** start Selected passage **

# Analysis and modelling of video sequences

## Scientific foundations: 3d scene modelling based on projective geometry

Key words: 3D reconstruction, computer vision, projective geometry, perspective projection, camera models, fundamental matrix, epipolar constraints.

3D reconstruction is the process of estimating the shape and position of 3D objects from views of these objects. TEMICS deals more specifically with the modelling of large scenes from monocular video sequences. 3D reconstruction using projective geometry is by definition an inverse problem. Some key issues which do not have yet satisfactory solutions are the estimation of camera parameters, especially in the case of a moving camera. Specific problems to be addressed are e.g. the matching of features between images, and the modelling of hidden areas and depth discontinuities.

3D reconstruction uses theory and methods from the areas of computer vision and projective geometry. When the camera Ci is modelled as a perspective projection, the projection equations are:

pi= Pi x , (1)

** end Selected passage **

Parts of the exercise -
a - Rewrite the part of the 3D scene modelling text that opens with the words containing "3D reconstruction uses" and closes with "pi= Pi x , (1)", putting "central projection" in place of "perspective projection".
b - Extend the 3D scene modelling text from the point where it stops.
You will not need the material.

** start Dataset excerpts **

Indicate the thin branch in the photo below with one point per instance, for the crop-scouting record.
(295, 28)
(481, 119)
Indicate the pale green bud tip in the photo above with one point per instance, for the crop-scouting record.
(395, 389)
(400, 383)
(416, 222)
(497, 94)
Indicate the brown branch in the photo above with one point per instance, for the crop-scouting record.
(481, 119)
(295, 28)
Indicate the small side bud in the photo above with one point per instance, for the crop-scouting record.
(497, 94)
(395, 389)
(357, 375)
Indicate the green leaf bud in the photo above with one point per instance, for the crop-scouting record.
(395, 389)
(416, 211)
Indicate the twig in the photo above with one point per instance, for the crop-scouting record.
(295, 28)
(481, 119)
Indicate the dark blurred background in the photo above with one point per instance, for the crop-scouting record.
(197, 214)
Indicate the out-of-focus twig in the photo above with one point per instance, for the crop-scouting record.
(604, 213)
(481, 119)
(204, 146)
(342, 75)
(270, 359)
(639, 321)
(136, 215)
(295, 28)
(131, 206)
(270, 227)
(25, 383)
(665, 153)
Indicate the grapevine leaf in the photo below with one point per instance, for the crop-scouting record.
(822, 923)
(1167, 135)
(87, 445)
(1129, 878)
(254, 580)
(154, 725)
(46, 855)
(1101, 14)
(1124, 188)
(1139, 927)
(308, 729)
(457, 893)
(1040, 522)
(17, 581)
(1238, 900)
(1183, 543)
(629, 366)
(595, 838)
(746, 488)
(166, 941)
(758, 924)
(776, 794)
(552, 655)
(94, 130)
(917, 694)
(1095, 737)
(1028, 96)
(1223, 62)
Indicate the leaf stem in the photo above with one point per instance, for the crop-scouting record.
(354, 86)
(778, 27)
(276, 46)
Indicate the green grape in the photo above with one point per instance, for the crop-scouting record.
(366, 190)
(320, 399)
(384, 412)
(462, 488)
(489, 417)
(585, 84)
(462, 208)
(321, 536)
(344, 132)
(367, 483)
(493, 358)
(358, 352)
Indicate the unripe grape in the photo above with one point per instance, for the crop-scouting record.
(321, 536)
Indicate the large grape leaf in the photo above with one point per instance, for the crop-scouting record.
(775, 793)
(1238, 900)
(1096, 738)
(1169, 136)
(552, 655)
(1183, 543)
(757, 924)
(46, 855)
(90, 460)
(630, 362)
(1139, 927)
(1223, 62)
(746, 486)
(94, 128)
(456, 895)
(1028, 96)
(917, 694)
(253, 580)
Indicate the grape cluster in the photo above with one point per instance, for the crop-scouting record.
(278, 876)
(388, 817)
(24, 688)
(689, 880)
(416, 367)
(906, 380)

** end Dataset excerpts **

Expected answers -
a -
3D reconstruction uses theory and methods from the areas of computer vision and projective geometry. When the camera Ci is modelled as a central projection, the projection equations are:

pi= Pi x , (1)

b -
where x is a 3d point with homogeneous coordinates x = (x y z 1)t in the scene reference frame R0, and where pi = (Xi Yi 1)t are the coordinates of its projection on the image plane Ii. The projection matrix Pi associated to the camera Ci is defined as Pi = K(ri|ti). It is a function of both the intrinsic parameters K of the camera, and of transformations (rotation ri and translation ti) called the extrinsic parameters and characterizing the position of the camera reference frame Ri with respect to the scene reference frame R0. Intrinsic and extrinsic parameters are obtained through calibration or self-calibration procedures. The calibration is the estimation of camera parameters using a calibration pattern (objects providing known 3D points), and images of this calibration pattern. The self-calibration is the estimation of camera parameters using only image data. These data must have previously been matched by identifying and grouping all the image 2D points resulting from projections of the same 3D point. Solving the 3D reconstruction problem is then equivalent to searching for x, given pi, i.e. to solve Eqn. (1) with respect to coordinates x. Like any inverse problem, 3D reconstruction is very sensitive to uncertainty. Its resolution requires a good accuracy for the image measurements, and the choice of adapted numerical optimization techniques.

## Application Domain

The field of video compression has known, during the last decade, a significant evolution leading to the emergence of a large number of international standards (MPEG-4, H.264).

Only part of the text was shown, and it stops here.